*EXCERPTED PASSAGE*:

Once we have an estimate for the number of heads and tails for each coin, how do we improve our estimate for the coin biases? This part is easy: for each coin we divide the expected number of heads by the number of total flips, just like we did for the simplified scenario where we know which coin was chosen each time.

$\theta_a^1 = \dfrac{2.2 + 7.2 + 5.9 + 1.4 + 4.5}{10*(.45 + .8 + .73 + .35 + .65)} = 0.71$

$\theta_b^1 = \dfrac{2.8 + 1.8 + 2.1 + 2.6 + 2.5}{10*(.55+.2+.27+.65+.35)} = 0.58$

Another way to put it: we are M-is-for-m-m-maximizing the likelihood of the flip counts we estimated in the e-step by assuming the coin biases match up proportionally.

With updated estimates for $\theta_a$ and $\theta_b$, we can repeat the E-step again.

*TASK REQUIREMENTS*:
1. In the passage on estimating coin biases, what value does the updated estimate for coin A's bias come to?
2. Continue the passage on estimating coin biases with the next part, picking up after its final sentence.

*SUPPLIED ENTRIES*:
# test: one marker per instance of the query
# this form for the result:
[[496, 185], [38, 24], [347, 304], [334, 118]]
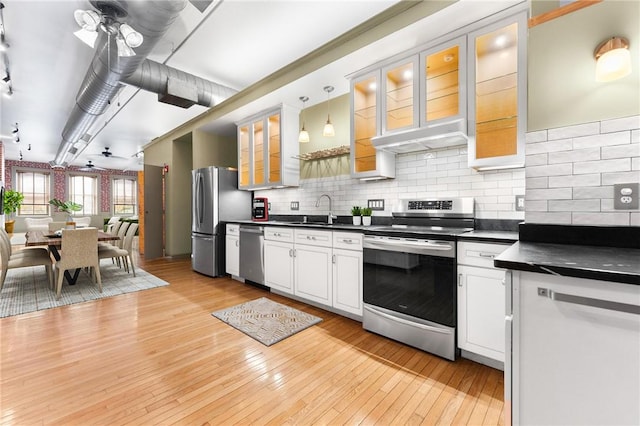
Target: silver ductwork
[[107, 72], [157, 78]]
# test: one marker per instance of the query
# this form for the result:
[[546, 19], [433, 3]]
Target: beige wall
[[562, 89], [315, 118], [214, 150]]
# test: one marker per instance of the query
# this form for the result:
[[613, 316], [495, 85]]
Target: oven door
[[411, 276]]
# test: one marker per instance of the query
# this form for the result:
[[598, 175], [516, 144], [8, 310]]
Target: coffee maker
[[260, 210]]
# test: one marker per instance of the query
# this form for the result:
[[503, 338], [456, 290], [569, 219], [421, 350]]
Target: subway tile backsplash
[[425, 174], [570, 172], [569, 177]]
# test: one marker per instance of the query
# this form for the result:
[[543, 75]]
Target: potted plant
[[355, 212], [67, 207], [12, 201], [366, 216]]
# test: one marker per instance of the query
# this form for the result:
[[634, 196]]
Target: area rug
[[265, 320], [27, 289]]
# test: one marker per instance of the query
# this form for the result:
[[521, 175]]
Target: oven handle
[[405, 322], [401, 245]]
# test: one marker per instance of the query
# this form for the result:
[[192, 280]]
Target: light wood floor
[[159, 357]]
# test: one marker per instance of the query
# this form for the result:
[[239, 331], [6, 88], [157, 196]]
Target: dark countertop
[[614, 264], [489, 236], [313, 225]]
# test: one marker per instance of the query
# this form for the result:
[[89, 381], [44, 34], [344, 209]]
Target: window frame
[[17, 171], [112, 204], [96, 199]]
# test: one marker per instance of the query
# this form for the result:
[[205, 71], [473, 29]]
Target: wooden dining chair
[[23, 259], [122, 255], [79, 250]]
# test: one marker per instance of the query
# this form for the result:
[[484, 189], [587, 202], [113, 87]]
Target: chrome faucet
[[331, 216]]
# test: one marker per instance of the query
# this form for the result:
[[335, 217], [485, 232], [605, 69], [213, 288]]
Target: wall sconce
[[328, 130], [613, 59], [303, 137]]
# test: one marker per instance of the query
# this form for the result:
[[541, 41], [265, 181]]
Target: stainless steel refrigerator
[[215, 199]]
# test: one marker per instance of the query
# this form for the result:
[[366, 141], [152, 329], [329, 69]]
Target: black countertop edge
[[592, 274], [620, 265], [581, 235], [509, 225], [489, 236]]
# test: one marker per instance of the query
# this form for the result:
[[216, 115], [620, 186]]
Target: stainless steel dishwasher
[[252, 253]]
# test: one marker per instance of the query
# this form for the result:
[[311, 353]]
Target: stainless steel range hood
[[450, 133]]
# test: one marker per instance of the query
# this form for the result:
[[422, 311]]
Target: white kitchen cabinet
[[278, 258], [481, 300], [347, 272], [312, 265], [498, 94], [232, 249], [576, 351], [268, 149]]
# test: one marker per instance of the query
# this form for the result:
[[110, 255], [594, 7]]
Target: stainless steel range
[[410, 273]]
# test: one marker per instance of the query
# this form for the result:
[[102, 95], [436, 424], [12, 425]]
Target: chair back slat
[[79, 247]]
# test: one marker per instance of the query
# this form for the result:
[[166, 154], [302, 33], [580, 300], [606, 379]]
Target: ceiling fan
[[107, 154], [89, 167], [106, 19]]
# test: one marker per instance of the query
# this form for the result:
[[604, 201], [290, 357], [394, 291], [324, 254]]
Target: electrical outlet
[[625, 196], [375, 204]]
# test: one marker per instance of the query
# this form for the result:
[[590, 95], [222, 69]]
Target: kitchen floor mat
[[266, 321]]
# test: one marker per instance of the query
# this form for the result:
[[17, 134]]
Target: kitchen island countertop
[[613, 264]]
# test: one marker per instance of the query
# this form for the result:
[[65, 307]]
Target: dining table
[[54, 240]]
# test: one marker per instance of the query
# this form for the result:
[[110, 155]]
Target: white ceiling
[[234, 42]]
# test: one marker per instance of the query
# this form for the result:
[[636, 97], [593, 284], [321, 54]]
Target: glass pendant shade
[[303, 137], [613, 59]]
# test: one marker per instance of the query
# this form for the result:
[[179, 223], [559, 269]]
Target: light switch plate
[[625, 196], [375, 204]]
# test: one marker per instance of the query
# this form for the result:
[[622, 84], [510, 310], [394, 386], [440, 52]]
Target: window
[[84, 190], [123, 196], [36, 190]]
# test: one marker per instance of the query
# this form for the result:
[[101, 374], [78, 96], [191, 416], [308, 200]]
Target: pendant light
[[304, 135], [613, 59], [328, 130]]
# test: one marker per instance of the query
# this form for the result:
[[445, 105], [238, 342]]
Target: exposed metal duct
[[152, 18], [154, 77]]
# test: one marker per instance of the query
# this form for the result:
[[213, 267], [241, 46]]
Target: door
[[153, 212]]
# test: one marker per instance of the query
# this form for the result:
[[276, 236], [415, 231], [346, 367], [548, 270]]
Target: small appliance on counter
[[260, 210]]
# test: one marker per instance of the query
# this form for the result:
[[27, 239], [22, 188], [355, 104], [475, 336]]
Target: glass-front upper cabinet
[[267, 149], [497, 83], [400, 95], [443, 82], [366, 161]]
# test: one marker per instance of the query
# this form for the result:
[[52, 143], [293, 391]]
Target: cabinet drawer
[[279, 233], [233, 229], [479, 254], [313, 238], [347, 240]]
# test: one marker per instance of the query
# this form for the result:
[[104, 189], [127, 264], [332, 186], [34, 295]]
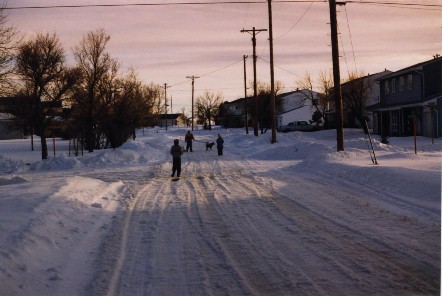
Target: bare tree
[[207, 107], [40, 64], [263, 101], [355, 93], [96, 67], [320, 102], [8, 43]]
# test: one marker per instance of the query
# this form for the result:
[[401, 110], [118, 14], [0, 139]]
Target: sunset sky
[[166, 43]]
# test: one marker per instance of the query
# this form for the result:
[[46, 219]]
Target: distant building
[[175, 119], [369, 95], [291, 106], [296, 106]]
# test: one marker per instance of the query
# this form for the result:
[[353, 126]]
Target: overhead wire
[[351, 39], [297, 22], [387, 3]]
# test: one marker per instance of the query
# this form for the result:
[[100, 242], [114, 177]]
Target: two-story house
[[296, 106], [411, 101]]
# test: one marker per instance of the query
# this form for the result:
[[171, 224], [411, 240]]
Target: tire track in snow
[[222, 230]]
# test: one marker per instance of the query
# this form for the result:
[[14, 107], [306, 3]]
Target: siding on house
[[411, 101]]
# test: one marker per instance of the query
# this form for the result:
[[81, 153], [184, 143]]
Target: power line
[[351, 39], [153, 4], [297, 22], [387, 3]]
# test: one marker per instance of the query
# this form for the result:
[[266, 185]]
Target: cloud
[[167, 43]]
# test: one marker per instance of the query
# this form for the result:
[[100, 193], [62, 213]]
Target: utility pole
[[255, 117], [165, 101], [336, 76], [272, 76], [193, 77], [245, 94]]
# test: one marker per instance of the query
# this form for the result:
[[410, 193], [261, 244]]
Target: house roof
[[416, 67], [170, 116]]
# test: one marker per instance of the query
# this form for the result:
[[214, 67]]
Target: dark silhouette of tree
[[98, 70], [8, 43], [40, 63], [207, 108], [320, 102], [355, 93], [264, 97]]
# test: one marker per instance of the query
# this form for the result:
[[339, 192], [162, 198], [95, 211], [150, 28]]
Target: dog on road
[[209, 145]]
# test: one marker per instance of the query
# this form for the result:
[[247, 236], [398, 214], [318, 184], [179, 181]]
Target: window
[[410, 81], [387, 87], [401, 83], [394, 122]]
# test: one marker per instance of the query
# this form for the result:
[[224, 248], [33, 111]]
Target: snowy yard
[[291, 218]]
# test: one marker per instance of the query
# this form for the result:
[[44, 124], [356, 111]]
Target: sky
[[167, 43]]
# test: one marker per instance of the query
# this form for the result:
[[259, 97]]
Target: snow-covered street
[[291, 218]]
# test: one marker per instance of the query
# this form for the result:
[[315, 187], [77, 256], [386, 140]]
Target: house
[[296, 106], [410, 101], [174, 119], [358, 96], [233, 115], [291, 106]]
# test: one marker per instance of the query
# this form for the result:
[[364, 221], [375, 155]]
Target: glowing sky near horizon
[[165, 44]]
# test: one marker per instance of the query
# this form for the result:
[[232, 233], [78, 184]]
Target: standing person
[[176, 152], [189, 138], [220, 145]]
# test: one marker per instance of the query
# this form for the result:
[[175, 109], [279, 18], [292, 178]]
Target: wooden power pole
[[245, 95], [255, 115], [193, 77], [272, 76], [336, 77]]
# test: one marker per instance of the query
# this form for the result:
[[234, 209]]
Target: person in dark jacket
[[176, 150], [220, 145], [189, 138]]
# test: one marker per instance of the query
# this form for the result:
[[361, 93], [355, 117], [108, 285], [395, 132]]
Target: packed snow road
[[290, 218], [228, 228]]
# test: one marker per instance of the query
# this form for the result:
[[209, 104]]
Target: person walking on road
[[176, 150], [189, 138], [220, 145]]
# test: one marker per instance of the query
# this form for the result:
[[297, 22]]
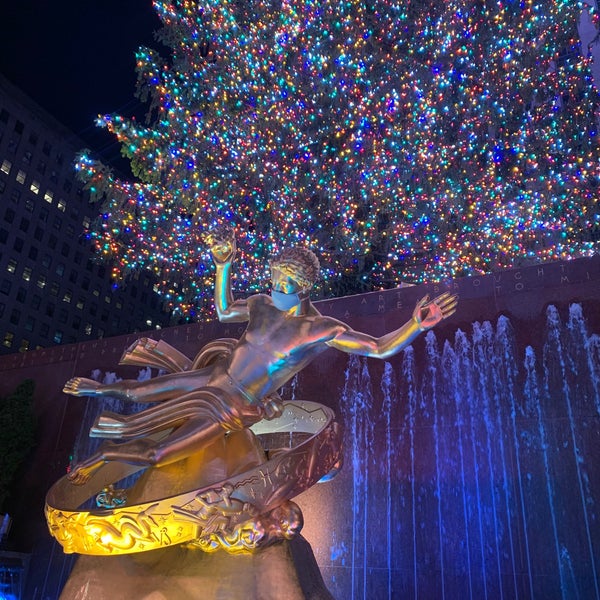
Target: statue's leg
[[190, 437], [151, 390]]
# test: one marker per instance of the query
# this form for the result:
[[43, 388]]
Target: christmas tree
[[402, 141]]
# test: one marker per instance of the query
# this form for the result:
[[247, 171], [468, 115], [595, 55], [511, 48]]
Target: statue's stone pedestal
[[284, 571]]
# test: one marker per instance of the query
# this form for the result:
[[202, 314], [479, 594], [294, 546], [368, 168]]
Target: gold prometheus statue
[[229, 388]]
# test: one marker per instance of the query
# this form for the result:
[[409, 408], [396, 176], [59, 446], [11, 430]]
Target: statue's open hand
[[429, 313], [80, 386], [221, 242]]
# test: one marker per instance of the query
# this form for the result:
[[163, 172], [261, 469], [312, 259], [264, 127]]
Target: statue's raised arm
[[427, 314], [221, 243]]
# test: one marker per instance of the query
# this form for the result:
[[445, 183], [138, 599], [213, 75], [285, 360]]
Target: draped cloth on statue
[[181, 572]]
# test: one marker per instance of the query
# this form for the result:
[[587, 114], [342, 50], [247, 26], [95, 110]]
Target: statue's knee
[[154, 456]]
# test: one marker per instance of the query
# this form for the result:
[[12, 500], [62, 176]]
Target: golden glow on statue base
[[241, 513]]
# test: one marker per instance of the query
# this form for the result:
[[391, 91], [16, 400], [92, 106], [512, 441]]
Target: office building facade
[[53, 289]]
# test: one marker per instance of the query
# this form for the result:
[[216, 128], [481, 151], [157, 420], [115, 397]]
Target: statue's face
[[281, 282]]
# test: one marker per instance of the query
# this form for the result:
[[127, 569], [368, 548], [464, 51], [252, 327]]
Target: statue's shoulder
[[258, 300]]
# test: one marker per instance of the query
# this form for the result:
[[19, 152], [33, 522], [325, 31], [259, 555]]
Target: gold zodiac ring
[[303, 445]]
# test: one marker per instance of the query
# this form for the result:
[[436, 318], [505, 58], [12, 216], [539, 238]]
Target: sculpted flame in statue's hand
[[285, 333]]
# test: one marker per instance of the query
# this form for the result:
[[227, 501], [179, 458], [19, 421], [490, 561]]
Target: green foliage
[[17, 433]]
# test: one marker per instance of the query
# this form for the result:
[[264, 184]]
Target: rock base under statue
[[284, 571]]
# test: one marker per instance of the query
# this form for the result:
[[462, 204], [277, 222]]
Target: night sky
[[76, 58]]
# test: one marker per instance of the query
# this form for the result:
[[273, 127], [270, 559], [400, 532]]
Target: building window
[[8, 339], [5, 287], [29, 323], [9, 215]]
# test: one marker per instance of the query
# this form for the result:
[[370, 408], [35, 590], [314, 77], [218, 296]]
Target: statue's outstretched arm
[[221, 242], [426, 315]]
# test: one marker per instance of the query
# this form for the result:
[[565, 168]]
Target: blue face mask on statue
[[284, 301]]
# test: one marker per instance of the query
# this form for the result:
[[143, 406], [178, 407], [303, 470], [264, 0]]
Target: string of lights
[[402, 141]]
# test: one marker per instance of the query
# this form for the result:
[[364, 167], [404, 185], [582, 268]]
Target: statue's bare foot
[[82, 472], [80, 386]]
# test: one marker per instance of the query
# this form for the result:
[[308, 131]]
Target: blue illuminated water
[[474, 466], [470, 466]]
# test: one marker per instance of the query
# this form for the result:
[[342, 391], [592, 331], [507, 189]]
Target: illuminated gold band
[[217, 509]]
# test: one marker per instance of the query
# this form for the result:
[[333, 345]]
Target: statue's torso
[[276, 346]]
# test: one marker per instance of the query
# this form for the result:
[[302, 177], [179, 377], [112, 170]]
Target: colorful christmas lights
[[409, 141]]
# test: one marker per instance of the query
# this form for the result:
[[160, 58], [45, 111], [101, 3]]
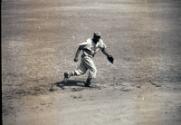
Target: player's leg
[[81, 69], [89, 63]]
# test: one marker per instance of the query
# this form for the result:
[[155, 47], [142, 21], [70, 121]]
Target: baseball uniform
[[88, 52]]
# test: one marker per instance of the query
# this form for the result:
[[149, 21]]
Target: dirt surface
[[39, 41]]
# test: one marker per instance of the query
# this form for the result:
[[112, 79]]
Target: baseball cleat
[[88, 82], [66, 75]]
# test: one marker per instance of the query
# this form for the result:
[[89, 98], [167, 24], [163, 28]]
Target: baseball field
[[39, 41]]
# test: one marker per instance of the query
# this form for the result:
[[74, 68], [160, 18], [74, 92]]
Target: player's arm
[[78, 52], [104, 52], [109, 57]]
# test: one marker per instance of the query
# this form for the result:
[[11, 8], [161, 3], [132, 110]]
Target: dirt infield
[[39, 41]]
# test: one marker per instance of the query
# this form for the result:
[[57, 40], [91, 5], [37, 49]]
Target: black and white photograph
[[91, 62]]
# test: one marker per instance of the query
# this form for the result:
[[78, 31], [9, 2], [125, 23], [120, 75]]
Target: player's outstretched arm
[[78, 52]]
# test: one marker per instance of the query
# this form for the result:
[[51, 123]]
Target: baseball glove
[[110, 59]]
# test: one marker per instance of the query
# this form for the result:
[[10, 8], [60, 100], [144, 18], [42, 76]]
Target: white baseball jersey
[[90, 48]]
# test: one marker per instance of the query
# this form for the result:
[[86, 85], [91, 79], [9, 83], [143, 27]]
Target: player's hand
[[75, 59], [110, 59]]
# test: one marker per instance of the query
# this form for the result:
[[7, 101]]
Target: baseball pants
[[86, 64]]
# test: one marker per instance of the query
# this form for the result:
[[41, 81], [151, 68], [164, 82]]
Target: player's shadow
[[63, 83]]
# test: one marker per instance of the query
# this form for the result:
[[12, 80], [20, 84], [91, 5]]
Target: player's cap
[[97, 34]]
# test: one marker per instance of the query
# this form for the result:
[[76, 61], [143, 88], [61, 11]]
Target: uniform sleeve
[[83, 44], [102, 45]]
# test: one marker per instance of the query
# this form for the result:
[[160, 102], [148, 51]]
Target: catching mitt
[[110, 59]]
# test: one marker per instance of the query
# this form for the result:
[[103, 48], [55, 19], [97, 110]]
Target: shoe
[[66, 75], [88, 82]]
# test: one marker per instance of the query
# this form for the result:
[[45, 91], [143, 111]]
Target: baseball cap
[[97, 34]]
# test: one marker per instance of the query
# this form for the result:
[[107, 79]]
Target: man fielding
[[89, 49]]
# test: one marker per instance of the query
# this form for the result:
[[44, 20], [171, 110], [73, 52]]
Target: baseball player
[[89, 48]]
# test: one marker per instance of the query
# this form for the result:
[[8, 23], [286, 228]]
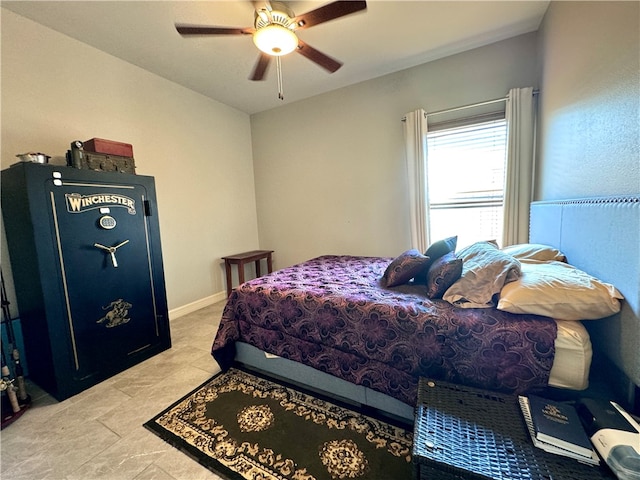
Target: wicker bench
[[468, 433]]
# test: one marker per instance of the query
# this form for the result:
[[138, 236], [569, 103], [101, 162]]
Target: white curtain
[[519, 177], [415, 135]]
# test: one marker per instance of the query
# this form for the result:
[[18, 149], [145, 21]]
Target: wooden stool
[[240, 259]]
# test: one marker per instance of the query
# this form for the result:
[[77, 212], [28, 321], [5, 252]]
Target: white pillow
[[534, 251], [559, 290]]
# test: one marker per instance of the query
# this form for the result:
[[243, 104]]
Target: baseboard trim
[[197, 305]]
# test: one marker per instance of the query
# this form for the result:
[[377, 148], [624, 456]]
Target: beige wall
[[56, 90], [590, 100], [330, 171]]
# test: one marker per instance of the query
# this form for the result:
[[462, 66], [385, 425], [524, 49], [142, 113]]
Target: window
[[466, 170]]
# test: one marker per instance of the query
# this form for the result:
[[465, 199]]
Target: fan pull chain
[[279, 70]]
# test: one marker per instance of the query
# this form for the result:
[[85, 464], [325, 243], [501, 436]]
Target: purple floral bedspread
[[332, 313]]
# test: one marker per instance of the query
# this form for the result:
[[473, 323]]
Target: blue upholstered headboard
[[601, 236]]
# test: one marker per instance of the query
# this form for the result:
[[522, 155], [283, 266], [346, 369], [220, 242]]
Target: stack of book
[[556, 428]]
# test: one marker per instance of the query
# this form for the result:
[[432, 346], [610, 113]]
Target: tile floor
[[98, 434]]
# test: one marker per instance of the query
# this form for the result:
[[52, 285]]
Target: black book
[[558, 424]]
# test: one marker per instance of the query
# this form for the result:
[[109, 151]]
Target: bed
[[335, 325]]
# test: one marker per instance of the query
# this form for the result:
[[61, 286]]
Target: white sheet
[[573, 356]]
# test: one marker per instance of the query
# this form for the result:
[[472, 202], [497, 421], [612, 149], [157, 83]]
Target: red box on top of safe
[[109, 147]]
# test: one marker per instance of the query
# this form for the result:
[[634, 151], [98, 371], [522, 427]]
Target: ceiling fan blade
[[260, 67], [328, 12], [318, 57], [204, 30]]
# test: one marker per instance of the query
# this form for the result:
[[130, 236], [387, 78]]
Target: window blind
[[465, 170]]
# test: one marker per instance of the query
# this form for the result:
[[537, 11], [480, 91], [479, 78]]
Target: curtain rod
[[472, 105]]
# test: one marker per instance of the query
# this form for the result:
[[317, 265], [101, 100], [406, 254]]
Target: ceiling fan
[[274, 32]]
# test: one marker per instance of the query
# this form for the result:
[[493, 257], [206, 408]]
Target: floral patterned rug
[[242, 426]]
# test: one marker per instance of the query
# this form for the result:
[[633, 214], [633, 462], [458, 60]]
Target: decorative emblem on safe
[[116, 314], [77, 203]]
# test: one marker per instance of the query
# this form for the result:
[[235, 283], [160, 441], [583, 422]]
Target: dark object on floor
[[245, 426], [471, 433]]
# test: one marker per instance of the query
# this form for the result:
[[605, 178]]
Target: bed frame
[[598, 235], [601, 235]]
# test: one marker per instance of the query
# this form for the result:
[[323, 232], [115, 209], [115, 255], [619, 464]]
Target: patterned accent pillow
[[442, 274], [435, 251], [404, 267]]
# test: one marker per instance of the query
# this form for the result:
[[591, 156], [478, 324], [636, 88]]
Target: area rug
[[242, 426]]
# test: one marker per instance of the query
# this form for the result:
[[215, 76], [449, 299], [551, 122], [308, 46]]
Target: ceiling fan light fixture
[[275, 40]]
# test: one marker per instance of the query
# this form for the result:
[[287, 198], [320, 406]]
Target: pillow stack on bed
[[438, 268], [521, 279], [550, 287]]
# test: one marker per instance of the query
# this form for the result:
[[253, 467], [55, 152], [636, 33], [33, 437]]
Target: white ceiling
[[387, 37]]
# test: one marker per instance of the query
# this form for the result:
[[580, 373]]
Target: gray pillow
[[442, 273], [485, 270], [434, 252]]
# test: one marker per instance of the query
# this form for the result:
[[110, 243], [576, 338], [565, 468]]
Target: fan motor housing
[[279, 14]]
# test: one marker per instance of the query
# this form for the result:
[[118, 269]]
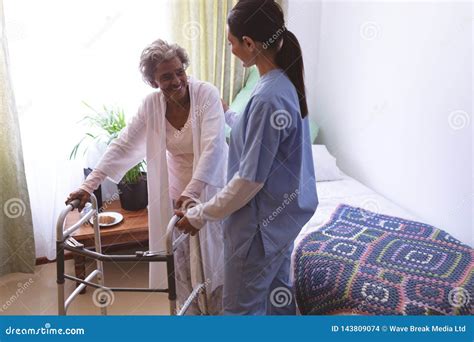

*RESPONSES*:
1. 0.71

2.
To review, we take a problem of estimating coin biases that would be easy if we had the complete data, that is, if we knew which coin was chosen, and made it tractable by iteratively:

  • Assuming we have the coin biases, computing the expected number of heads and tails for each coin for the trials we see (the E-step)
  • Given these counts of heads and tails, providing an improved guess at the coin biases by simply dividing the number of heads by total flips for each coin.

EM in general

More generally, the EM algorithm helps us estimate the parameters of a probability distribution where:

  • We are given samples from the distribution where some of the variables are missing
  • If we had access to these missing values, estimating the parameters would be easy

by iteratively:

  • Guessing the parameters of the distribution and using this to fill in or characterize the values of the missing data (the E-step)
  • With these estimates for the missing data in hand, easily updating the values of our model

Code implementation

Let's now implement the algorithm described above and work through the same example.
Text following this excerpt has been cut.